**REQUIRED TASKS**.
A. From the forum thread on the cost of misalignment, reproduce the passage starting at "If you ask me" and ending at "have updated to?".
B. In the forum thread on the cost of misalignment, what interval for measuring growth was proposed in the original comment?
C. Summarize the forum thread on the cost of misalignment in two sentences.

**TEXT PASSAGE**.
- Opening Delimiter -
If you ask me to imagine “max rates at orders of magnitude where Rohin would say there was no singularity”, then I think I pivot my plan for impact into figuring out how exactly we are going to manage to coordinate to move slowly even when there’s tons of obvious value lying around, and then trying to use the same techniques to get tons and tons of oversight on the systems we build.
Hmm, I interpreted “cost of misalignment” as “expected cost of misalignment”, as the standard way to deal with probabilistic things, but it sounds like you want something else.
Let’s say for purposes of argument I think 10% chance of extinction, and 90% chance of “moderate costs but nothing terrible”. Which of the following am I supposed to have updated to?
5% extinction, 95% moderate costs
5% extinction, 45% moderate costs, 50% perfect world
10% extinction, 90% mild costs
10% outcome-half-as-bad-as-extinction, 90% mild costs
0% extinction, 100% mild costs
I was imagining (4), but any of (1) - (3) would also not change my actions; it sounds like you want me to imagine (5) but in that case I just completely switch out of AI alignment and work on something else, but that’s because you moved p(extinction) from 10% to 0%, which is a wild update to have made and not what I would call “the cost of misalignment is half as much as I thought”.
I think you sufficiently addressed my confusion, so you don’t need to reply to this comment, but I still had a few responses to what you said.
No, I agree. But growth is generally measured over an interval. In the original comment I proposed the interval of one year during the peak rate of economic growth. To allay your concern that a 25% growth rate indicates we didn’t experience a singularity, I meant that we were halving the growth rate during the peak economic growth year in our future, regardless of whether that rate was very fast.
The 25% figure was totally arbitrary. I didn’t mean it as any sort of prediction. I agree that an extrapolation from biological growth implies that we can and should see >1000% growth rates eventually, though it seems plausible that we would coordinate to avoid that.
That’s reasonable. A separate question might be about whether the rate of growth during the entire duration from now until the peak rate will cut in half.
I think the way you’re bucketing this into “costs if we go extinct” and “costs if we don’t go extinct” is reasonable. But one could also think that the disvalue of extinction is more continuous with disvalue in non-extinction scenarios, which makes things a bit more tricky. I hope that makes sense.
- Closing Delimiter -
**DATA TO EXAMINE**.
- Opening Delimiter -
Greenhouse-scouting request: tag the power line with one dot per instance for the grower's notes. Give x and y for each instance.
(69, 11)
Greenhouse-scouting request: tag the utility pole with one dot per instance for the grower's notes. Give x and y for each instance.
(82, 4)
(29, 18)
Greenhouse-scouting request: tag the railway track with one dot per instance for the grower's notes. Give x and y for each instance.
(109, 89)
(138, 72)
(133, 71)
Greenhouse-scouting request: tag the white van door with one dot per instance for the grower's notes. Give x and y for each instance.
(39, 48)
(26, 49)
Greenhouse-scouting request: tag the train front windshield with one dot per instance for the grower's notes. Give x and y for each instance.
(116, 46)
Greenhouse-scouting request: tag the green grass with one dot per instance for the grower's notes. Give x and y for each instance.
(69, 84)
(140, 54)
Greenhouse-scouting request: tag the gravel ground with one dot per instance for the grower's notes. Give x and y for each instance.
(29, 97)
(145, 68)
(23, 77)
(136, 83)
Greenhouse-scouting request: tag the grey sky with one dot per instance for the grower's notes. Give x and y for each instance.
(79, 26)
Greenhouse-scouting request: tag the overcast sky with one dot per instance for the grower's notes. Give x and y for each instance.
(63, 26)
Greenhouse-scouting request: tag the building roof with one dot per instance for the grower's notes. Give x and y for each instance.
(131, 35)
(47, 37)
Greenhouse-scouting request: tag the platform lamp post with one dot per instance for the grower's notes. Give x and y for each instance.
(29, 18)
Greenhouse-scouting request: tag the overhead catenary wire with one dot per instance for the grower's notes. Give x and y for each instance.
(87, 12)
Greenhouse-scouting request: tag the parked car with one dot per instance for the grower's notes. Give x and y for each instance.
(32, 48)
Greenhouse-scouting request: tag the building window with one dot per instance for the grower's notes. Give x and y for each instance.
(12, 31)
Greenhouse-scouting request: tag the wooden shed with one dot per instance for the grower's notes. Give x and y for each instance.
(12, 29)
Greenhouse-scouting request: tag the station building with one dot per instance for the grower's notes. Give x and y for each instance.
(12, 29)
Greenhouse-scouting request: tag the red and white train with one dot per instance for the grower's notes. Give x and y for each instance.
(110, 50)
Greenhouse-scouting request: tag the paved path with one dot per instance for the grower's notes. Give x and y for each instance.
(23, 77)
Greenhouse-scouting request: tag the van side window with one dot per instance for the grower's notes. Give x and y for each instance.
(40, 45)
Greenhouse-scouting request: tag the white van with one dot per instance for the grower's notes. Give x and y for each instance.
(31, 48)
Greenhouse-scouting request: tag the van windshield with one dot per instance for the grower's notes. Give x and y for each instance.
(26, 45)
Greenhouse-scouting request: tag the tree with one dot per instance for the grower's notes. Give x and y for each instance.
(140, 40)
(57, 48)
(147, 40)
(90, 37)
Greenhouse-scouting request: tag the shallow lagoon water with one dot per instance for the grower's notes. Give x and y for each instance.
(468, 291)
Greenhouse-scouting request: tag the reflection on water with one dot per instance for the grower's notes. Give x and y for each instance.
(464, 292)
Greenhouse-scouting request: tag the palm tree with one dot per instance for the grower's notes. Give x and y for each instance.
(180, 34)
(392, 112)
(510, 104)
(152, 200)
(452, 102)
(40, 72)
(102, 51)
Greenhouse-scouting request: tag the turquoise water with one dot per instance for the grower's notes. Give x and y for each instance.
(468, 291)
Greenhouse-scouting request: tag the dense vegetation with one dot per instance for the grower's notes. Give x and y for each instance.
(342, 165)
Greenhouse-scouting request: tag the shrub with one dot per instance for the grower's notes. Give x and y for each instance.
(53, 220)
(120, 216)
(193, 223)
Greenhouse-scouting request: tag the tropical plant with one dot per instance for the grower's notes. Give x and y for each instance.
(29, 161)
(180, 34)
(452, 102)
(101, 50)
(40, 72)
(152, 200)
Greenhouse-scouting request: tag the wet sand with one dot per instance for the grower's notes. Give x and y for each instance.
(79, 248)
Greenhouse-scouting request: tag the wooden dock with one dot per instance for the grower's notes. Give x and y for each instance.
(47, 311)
- Closing Delimiter -
**EXPECTED RESULTS**.
A.
If you ask me to imagine “max rates at orders of magnitude where Rohin would say there was no singularity”, then I think I pivot my plan for impact into figuring out how exactly we are going to manage to coordinate to move slowly even when there’s tons of obvious value lying around, and then trying to use the same techniques to get tons and tons of oversight on the systems we build.
Hmm, I interpreted “cost of misalignment” as “expected cost of misalignment”, as the standard way to deal with probabilistic things, but it sounds like you want something else.
Let’s say for purposes of argument I think 10% chance of extinction, and 90% chance of “moderate costs but nothing terrible”. Which of the following am I supposed to have updated to?

B. One year during the peak rate of economic growth.

C. One participant reads "cost of misalignment" as expected cost and says only an update from a 10% to a 0% chance of extinction would make them switch out of AI alignment, a change they call a wild update. The other explains that the arbitrary 25% figure meant halving the growth rate during the peak economic growth year, and suggests that the disvalue of extinction may be continuous with disvalue in non-extinction scenarios.